- AIM
Switch every "function" in the records below to "tool", keeping all other text the same. Leave the pictures out of your answer.

- DATA TO PROCESS

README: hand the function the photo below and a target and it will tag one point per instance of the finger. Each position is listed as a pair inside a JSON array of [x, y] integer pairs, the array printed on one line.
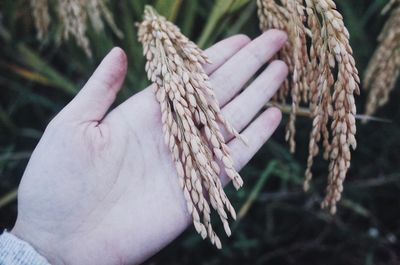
[[257, 134], [241, 110], [233, 75], [220, 52], [218, 55], [96, 97]]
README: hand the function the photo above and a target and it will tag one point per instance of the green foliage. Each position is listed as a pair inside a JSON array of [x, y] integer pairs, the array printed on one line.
[[279, 224]]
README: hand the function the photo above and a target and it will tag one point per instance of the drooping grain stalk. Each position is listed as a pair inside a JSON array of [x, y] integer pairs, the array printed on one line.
[[73, 17], [323, 77], [174, 65], [384, 68]]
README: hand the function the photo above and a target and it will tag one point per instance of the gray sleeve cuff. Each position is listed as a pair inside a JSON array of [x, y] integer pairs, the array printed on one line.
[[14, 251]]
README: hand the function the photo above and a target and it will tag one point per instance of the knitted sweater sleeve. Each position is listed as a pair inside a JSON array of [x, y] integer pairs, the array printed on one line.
[[14, 251]]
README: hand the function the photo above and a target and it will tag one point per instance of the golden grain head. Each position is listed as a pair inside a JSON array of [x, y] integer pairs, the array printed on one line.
[[73, 18], [323, 77], [188, 102]]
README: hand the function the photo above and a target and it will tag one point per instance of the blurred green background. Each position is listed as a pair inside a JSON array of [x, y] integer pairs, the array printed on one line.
[[278, 223]]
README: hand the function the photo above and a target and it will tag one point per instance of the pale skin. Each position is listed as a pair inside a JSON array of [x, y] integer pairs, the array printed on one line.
[[101, 187]]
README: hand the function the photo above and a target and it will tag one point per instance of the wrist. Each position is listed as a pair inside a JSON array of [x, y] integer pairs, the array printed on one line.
[[42, 244]]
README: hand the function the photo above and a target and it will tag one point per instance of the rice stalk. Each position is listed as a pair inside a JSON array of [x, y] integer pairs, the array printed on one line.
[[323, 77], [188, 102], [73, 16], [384, 67]]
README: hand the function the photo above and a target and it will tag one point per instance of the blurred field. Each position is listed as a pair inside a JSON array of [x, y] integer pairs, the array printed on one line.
[[278, 223]]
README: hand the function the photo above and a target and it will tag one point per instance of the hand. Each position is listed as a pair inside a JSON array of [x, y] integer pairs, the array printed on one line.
[[101, 188]]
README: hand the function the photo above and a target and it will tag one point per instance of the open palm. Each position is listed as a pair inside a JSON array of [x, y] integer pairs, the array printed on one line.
[[101, 188]]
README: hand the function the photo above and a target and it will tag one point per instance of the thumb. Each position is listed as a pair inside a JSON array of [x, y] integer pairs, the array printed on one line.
[[98, 94]]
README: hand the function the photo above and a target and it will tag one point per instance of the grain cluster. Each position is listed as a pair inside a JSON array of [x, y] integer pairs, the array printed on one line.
[[384, 67], [323, 77], [73, 19], [190, 118]]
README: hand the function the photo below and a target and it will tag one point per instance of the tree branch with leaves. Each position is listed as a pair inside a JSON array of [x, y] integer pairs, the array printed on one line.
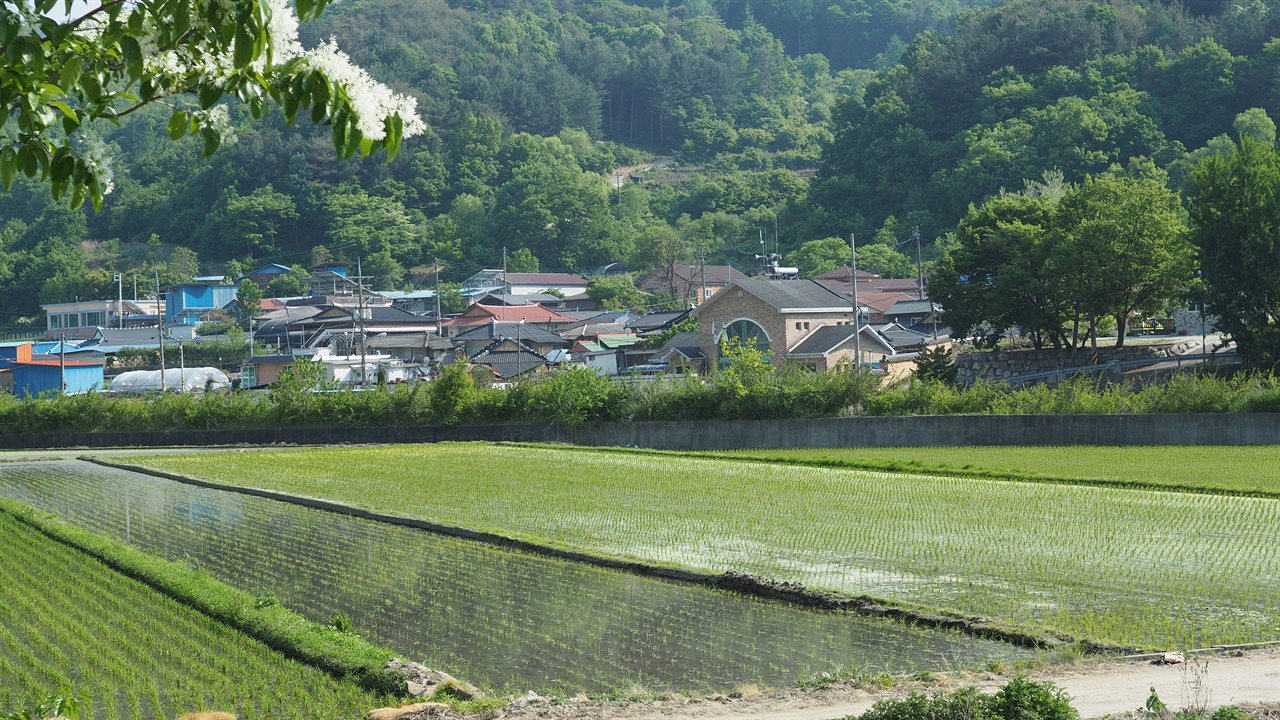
[[60, 73]]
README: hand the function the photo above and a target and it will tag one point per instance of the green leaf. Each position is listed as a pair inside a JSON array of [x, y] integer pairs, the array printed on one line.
[[132, 54], [8, 167], [67, 110], [95, 194], [69, 76], [181, 19], [291, 108], [211, 141], [243, 54], [27, 162], [394, 135], [178, 124], [209, 95], [63, 165]]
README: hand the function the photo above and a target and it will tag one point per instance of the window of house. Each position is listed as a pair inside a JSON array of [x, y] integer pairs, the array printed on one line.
[[748, 332]]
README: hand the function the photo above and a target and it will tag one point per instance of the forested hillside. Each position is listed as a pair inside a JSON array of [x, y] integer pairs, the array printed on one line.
[[1037, 86], [533, 106]]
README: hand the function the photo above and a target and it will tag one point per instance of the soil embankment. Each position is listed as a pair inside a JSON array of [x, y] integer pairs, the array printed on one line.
[[1096, 689]]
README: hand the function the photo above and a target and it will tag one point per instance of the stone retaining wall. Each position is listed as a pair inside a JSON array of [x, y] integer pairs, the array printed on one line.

- SOLUTION TO THIS TASK
README: hand the tool the photo below and a target and it will tag one point per instance of the finger. Each position is listed as a pair inside a JSON array of [x, y] integer pairs, the array printed on one line.
[[257, 134], [241, 110], [233, 75], [220, 52], [218, 55], [96, 97]]
README: hand the tool the photo above and a target and it will tag one point per instance of the green foliage. Each position is listed as a pair inside a JSON array of [x, y] integer pairs, the array printed on one line.
[[279, 224]]
README: hand the tool the photo above and a target and it will tag one point per instance of the drooping grain stalk. Each position is listed as a pair inside a JSON array of [x, y] integer pairs, the array printed on one line.
[[73, 17], [323, 77], [174, 65], [384, 68]]
README: hand the tool the photo above and a target and it will tag one point per instance of the gray sleeve cuff. Each position is listed as a pair inside a JSON array of [x, y] integer pairs, the array printed on one line.
[[14, 251]]
README: hand the tool the photo above and a target and it will tag one point per instance of the knitted sweater sleeve. Each position is listed as a pair inside a JSON array of [x, y] integer pairs, the array printed on one line.
[[14, 251]]
README: hand the tool the photo above and a target and it will tag one point per instance of the golden grain head. Each position is listed as a pair inside a JSON array of [x, y] integer pairs, the array printed on one line.
[[73, 18], [323, 77], [188, 102]]
README: hand the tool the photo above and a target and it will tag one point per instance of the blurred green background. Each position is listed as a pair inside a JSON array of [x, y] integer pairs, the array printed on one line.
[[278, 223]]
README: hand the tool the photo above and a target and it will tag one point per instance of the pale skin. Each position is listed as a pair inside a JSON array of [x, y] integer pairs, the array printed on one line.
[[101, 187]]
README: hand the tool the photo above and a target and it will tag one point per instance of the wrist. Each position is listed as a pair inside a JSON array of [x, y] integer pairs, the array printed on one line.
[[42, 244]]
README: hand the tool the photo above and a target and it will tag one point per instance of the rice stalk. Each position is listed as a pair inside a JSON array of [x, y] integer pairs, the array printed on one line.
[[323, 77], [188, 102], [73, 16], [384, 67]]
README: hand the tool the photo above and a target and it will tag one point per instance of the blurred field. Each position is listed as a pair inside a JSON array of [x, y] integer pairs, the array printed on one line.
[[278, 223]]
README: hand the tool the photo above and a target and it will tag one point per instance of the hand. Each position is listed as a pair inside a JSON array of [x, y] integer pairs, the array printed on one line.
[[101, 188]]
README: hand the tool the photo above and a target and it will tag one point per instance of the open palm. Each position is listed as a pair inside a JSON array of [x, y] integer pairs, the array printed on one line.
[[101, 188]]
README: hand the tool the photo above and a target and it will tag one point per instance of the thumb. Each position is listed as a pair inside a JSON array of [x, y] integer pairs, the array printed on one line.
[[98, 94]]
README: hand the tool the photo above and a target and it will tag one point per instance of the grain cluster. Each position is listed as a pair inside a JSON array of [x, y] integer pairs, the array printed on one line.
[[384, 67], [323, 77], [73, 19], [190, 118]]
README: hand the tool the photo below and a target and it will tag one point per instance of the tree branch with leaves. Each position is listed as a pair inside a JSON array of [x, y] integer pairs, the array printed on one line.
[[60, 73]]
README: hand the tool the photo above and a target and it will tag one point per instance of the green leaf. Each position is listed as a pair inside a JSON array of [x, y] integer pairs, the array printed on one line.
[[132, 54], [8, 167], [67, 110], [95, 194], [69, 76], [181, 19], [291, 108], [211, 141], [243, 54], [27, 162], [394, 135], [178, 124], [209, 95], [63, 165]]
README: hand the tool the photo above and a target and it will tag one point per instance of the window of house. Each position is listed as a pair inside a JSON array of [x, y] integer pairs, the array printed on one line.
[[748, 332]]
README: hand the tool the photo above and a target and it will tag one point per instance of the forested hillside. Each position is listed as a pair inside a JSON array of [x, y] integer pairs, the array printed on one line.
[[1037, 86], [533, 106]]
README: hand the tool the photo above and a target and it will tag one point per instance of the soil embankment. Each position is listed as a pair inside a JSON array of [x, y] integer pairs, the array printed on one line.
[[1096, 689]]
README: hand the tool the photo above and a target and it will tag one point per instance of the stone retaining wall. Each position is listed as a pair inside a JSON array of [x, y] integer pairs, the array printed on one line.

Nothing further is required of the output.